EXCERPTED PASSAGE —
+++++
When the Jesuits arrived at Scranton, renovations were made to the building, including the creation of additional classrooms, faculty offices, and living quarters for out-of-town students and aviation cadets training at the university. It opened in 1942, after the Jesuits took ownership of the University of Scranton. However, two days before Christmas in December 1943, the Annex was severely damaged by a fire. Since the university was in recess for the Christmas holiday, no one was in the building to be injured, although a firefighter died later that night of a heart attack, believed to have been brought on by exhaustion and smoke inhalation. The upper two floors of the Annex were gutted and subsequently eliminated, before the rest of the building was repaired.
+++++
PROVIDED INFORMATION —
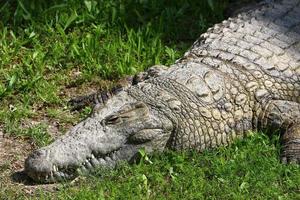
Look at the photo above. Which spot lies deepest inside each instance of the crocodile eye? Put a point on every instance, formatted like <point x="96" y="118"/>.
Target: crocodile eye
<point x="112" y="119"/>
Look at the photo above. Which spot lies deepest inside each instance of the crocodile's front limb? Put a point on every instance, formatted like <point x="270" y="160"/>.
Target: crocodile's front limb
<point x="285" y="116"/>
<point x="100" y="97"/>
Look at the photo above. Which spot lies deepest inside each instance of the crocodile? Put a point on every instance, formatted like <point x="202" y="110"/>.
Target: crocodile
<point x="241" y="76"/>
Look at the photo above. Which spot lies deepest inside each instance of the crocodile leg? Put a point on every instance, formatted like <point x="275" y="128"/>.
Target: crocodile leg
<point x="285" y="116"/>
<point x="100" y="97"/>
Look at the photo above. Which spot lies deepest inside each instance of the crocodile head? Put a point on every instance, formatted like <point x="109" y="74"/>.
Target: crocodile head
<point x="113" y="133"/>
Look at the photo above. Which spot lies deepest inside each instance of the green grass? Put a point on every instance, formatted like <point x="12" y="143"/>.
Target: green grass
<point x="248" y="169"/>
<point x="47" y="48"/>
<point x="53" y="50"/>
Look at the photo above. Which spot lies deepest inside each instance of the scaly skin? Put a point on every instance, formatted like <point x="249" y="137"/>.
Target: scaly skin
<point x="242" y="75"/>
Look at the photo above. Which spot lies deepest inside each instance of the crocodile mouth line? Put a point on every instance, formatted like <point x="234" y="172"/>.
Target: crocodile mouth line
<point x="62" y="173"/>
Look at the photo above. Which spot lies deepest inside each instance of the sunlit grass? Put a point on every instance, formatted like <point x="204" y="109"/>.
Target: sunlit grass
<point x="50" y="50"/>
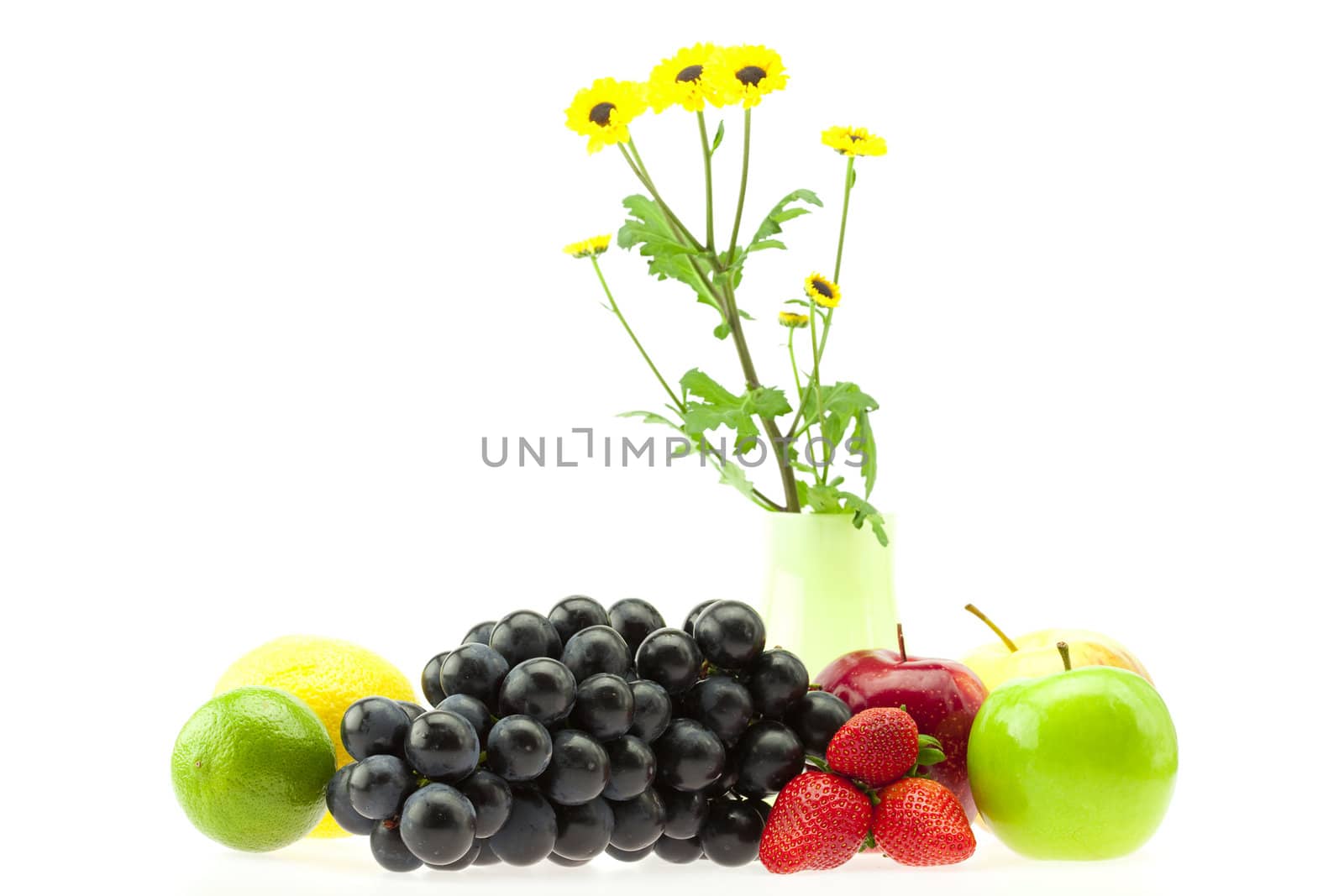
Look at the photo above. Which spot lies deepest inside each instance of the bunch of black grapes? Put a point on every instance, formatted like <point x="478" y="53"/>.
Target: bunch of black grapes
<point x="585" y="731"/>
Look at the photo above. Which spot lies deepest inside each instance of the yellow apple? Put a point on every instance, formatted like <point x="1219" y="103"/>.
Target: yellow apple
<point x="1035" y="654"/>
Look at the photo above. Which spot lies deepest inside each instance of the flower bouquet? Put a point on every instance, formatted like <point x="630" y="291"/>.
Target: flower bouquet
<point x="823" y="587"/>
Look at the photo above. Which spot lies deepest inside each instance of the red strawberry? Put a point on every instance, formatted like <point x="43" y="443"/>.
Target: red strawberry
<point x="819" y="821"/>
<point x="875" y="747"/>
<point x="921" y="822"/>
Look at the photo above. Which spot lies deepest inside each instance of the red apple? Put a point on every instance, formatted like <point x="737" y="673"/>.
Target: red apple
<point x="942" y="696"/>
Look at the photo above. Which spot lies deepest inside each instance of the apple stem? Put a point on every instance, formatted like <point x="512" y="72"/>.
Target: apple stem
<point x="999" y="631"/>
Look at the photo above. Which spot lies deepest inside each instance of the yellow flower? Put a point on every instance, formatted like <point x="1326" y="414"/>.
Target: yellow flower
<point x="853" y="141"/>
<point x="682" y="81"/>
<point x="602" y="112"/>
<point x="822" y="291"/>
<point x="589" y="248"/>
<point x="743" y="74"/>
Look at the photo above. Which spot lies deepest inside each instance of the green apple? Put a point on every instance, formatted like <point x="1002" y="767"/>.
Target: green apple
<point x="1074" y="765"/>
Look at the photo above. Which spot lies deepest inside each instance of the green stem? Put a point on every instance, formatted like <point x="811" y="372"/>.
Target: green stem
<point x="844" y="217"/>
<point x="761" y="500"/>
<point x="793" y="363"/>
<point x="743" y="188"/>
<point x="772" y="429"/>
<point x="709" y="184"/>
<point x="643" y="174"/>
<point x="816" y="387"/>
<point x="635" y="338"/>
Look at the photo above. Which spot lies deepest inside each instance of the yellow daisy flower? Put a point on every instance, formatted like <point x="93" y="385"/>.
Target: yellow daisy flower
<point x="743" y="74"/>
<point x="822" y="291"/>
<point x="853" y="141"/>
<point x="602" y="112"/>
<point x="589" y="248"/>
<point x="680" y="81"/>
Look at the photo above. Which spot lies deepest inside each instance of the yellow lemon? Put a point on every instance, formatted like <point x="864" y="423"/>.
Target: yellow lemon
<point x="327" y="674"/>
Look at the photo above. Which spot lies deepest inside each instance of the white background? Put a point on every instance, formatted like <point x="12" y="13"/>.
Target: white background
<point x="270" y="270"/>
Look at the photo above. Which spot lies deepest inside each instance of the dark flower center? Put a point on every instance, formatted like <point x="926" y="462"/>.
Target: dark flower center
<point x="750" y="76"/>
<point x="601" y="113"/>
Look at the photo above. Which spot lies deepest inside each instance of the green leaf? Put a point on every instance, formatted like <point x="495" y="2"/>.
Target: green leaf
+++++
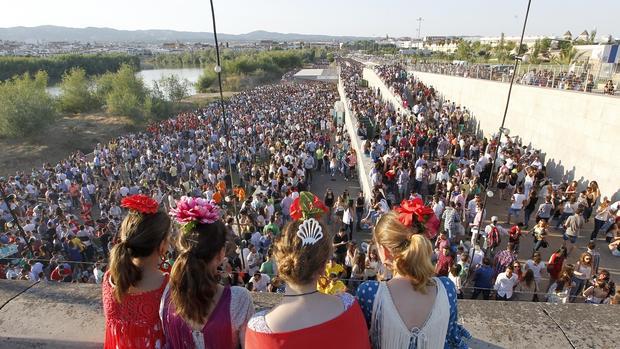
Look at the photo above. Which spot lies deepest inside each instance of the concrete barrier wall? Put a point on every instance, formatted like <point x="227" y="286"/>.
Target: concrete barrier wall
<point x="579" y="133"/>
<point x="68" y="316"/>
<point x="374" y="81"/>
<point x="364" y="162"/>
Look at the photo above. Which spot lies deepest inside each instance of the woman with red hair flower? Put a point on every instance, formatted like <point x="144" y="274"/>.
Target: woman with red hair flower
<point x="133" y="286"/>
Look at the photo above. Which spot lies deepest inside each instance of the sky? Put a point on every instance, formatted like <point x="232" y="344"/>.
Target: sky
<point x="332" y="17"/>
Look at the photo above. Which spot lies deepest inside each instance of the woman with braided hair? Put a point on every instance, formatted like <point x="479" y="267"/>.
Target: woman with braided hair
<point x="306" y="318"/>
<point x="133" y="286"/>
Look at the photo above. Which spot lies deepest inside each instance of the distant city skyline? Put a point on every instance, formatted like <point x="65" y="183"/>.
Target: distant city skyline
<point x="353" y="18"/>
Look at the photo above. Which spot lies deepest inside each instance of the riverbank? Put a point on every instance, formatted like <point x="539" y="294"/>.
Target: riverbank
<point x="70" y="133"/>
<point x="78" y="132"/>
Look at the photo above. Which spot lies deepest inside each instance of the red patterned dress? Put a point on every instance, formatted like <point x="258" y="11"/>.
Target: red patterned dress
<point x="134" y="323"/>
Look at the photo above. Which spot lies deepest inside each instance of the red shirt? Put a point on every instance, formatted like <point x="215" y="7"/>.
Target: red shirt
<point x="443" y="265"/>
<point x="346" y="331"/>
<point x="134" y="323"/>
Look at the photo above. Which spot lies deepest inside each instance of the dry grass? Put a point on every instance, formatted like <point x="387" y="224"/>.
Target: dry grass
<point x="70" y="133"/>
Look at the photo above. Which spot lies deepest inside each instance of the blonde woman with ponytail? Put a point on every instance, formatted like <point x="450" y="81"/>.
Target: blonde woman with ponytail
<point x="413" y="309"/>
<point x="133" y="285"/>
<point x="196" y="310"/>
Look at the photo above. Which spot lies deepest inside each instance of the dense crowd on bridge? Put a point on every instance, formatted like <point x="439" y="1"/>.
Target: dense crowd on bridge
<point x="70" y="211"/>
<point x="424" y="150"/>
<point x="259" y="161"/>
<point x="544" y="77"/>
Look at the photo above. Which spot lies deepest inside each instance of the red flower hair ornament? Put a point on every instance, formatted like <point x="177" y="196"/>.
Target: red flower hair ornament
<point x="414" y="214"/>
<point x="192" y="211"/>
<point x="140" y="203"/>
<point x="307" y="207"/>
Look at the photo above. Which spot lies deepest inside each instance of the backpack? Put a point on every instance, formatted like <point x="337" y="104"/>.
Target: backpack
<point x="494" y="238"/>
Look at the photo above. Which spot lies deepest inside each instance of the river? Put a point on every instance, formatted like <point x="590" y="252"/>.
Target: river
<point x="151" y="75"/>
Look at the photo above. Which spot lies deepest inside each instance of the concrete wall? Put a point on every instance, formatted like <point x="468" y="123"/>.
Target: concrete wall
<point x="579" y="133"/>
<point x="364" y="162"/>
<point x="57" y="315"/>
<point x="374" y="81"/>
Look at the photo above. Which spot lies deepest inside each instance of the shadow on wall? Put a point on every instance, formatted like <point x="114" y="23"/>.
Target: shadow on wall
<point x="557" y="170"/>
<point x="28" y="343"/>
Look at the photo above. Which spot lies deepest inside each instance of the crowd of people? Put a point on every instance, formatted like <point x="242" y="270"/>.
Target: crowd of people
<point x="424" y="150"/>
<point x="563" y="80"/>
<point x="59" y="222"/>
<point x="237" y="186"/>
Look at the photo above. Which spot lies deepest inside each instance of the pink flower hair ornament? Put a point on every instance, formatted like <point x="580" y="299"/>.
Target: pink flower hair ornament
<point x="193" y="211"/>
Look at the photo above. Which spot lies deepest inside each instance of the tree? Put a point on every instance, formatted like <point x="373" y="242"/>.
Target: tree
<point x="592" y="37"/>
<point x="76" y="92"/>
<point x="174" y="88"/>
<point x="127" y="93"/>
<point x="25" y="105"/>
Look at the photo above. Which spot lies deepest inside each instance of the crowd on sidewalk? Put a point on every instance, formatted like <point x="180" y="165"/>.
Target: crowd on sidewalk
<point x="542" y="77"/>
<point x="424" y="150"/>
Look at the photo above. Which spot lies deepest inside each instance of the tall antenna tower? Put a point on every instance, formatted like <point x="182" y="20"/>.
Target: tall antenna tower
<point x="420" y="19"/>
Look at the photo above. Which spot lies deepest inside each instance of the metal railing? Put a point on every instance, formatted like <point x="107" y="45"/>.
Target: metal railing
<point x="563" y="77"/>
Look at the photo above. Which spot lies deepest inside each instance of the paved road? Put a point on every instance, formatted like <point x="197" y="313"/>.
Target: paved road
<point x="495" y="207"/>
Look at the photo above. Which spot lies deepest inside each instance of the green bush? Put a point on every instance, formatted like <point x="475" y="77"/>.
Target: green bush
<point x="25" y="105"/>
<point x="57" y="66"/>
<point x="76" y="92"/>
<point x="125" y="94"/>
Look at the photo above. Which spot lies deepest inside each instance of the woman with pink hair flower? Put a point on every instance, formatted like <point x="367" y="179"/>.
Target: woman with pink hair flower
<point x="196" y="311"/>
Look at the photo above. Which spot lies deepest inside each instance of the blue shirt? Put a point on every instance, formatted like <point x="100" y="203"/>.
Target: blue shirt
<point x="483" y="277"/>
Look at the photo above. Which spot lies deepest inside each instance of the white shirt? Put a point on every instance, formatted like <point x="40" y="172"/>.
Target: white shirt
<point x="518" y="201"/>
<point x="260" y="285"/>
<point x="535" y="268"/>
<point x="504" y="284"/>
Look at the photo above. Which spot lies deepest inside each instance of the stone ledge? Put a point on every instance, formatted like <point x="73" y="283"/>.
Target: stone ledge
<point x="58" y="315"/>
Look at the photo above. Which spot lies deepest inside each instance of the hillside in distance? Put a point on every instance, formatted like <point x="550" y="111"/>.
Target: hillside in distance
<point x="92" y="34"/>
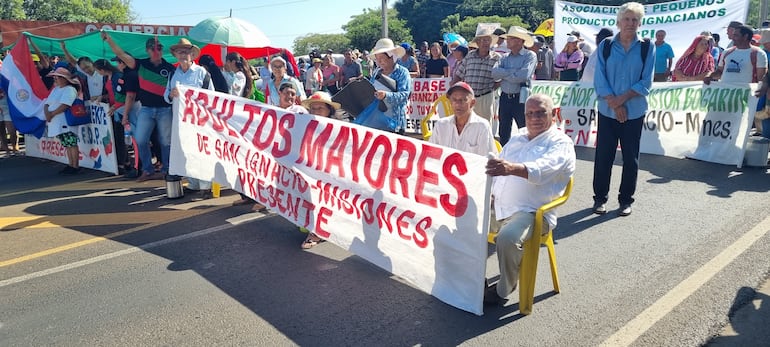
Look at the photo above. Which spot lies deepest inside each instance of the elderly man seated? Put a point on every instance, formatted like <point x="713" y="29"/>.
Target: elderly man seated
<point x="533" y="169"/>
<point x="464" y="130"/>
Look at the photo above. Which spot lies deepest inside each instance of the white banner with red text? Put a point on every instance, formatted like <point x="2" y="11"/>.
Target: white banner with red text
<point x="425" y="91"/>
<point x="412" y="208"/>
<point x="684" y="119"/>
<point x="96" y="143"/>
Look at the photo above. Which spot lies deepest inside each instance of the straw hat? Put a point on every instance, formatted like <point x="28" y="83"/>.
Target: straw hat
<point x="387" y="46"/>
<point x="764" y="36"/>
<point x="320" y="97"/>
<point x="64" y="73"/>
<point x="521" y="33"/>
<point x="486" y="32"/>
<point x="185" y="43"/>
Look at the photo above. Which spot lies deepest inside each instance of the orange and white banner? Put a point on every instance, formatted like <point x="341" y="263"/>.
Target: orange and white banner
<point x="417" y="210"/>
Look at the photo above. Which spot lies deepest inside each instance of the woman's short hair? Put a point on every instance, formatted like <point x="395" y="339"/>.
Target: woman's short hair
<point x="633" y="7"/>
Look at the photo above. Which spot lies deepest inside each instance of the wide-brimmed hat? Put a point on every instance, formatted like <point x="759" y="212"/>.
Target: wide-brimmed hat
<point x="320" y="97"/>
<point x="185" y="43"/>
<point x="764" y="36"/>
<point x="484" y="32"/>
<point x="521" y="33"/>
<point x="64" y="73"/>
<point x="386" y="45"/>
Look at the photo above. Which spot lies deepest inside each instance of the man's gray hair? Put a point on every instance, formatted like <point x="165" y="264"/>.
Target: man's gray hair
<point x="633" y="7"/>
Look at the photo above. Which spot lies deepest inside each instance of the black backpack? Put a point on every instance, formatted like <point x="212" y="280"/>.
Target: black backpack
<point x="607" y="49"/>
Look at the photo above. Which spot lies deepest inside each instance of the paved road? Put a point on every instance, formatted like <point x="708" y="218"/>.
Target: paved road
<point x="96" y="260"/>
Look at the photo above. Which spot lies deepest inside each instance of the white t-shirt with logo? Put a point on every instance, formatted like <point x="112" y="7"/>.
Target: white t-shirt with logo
+++++
EXERCISE — Quote the passage on the Scranton Annex from the words containing "When the Jesuits" through the words "building was repaired.". None of the items are needed here.

OUTPUT BELOW —
When the Jesuits arrived at Scranton, renovations were made to the building, including the creation of additional classrooms, faculty offices, and living quarters for out-of-town students and aviation cadets training at the university. It opened in 1942, after the Jesuits took ownership of the University of Scranton. However, two days before Christmas in December 1943, the Annex was severely damaged by a fire. Since the university was in recess for the Christmas holiday, no one was in the building to be injured, although a firefighter died later that night of a heart attack, believed to have been brought on by exhaustion and smoke inhalation. The upper two floors of the Annex were gutted and subsequently eliminated, before the rest of the building was repaired.